### [Work to be completed]
Gather every line of the rows below that contains the word "floor". Letter case matters.

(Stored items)
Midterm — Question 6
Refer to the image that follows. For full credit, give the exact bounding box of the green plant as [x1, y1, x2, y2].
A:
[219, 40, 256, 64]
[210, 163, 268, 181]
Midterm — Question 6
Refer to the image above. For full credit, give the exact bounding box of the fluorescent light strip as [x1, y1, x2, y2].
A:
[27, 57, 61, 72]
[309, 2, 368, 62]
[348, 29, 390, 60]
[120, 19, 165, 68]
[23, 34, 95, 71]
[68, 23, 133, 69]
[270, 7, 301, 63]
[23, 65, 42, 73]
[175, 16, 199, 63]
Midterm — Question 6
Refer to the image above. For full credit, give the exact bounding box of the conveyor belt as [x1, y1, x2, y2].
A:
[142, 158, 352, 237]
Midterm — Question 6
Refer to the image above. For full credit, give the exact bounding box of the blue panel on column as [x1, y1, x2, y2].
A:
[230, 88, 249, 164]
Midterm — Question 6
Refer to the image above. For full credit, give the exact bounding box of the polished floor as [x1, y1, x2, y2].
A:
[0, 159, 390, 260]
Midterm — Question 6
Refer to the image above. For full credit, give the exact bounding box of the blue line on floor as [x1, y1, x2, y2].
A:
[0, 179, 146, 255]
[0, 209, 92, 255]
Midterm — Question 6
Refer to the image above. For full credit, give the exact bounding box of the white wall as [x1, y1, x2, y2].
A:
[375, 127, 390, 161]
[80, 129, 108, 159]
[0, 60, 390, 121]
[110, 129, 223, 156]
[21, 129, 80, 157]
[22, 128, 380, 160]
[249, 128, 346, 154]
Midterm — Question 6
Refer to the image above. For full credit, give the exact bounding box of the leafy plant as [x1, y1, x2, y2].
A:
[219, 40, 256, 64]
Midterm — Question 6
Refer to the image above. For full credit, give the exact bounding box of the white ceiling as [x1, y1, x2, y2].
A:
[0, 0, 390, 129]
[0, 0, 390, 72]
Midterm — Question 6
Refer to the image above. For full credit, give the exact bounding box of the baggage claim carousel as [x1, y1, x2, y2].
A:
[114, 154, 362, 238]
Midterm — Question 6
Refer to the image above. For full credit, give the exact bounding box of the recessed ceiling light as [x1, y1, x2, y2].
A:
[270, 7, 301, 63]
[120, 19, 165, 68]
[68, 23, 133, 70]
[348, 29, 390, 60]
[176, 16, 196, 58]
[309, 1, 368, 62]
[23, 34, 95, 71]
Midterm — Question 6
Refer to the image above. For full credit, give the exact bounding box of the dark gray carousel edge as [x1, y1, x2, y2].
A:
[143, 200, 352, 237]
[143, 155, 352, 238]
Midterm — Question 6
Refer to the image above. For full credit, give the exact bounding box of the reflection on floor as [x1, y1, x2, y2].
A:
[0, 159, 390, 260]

### [Worked answer]
Refer to the image above. For full credit, give the exact bounding box of the polished floor as [x1, y1, x2, y2].
Refer to the image above. For full credit, give the exact bounding box of the blue line on floor as [x1, y1, x2, y2].
Refer to the image above. For full credit, give the exact bounding box of the reflection on floor as [x1, y1, x2, y2].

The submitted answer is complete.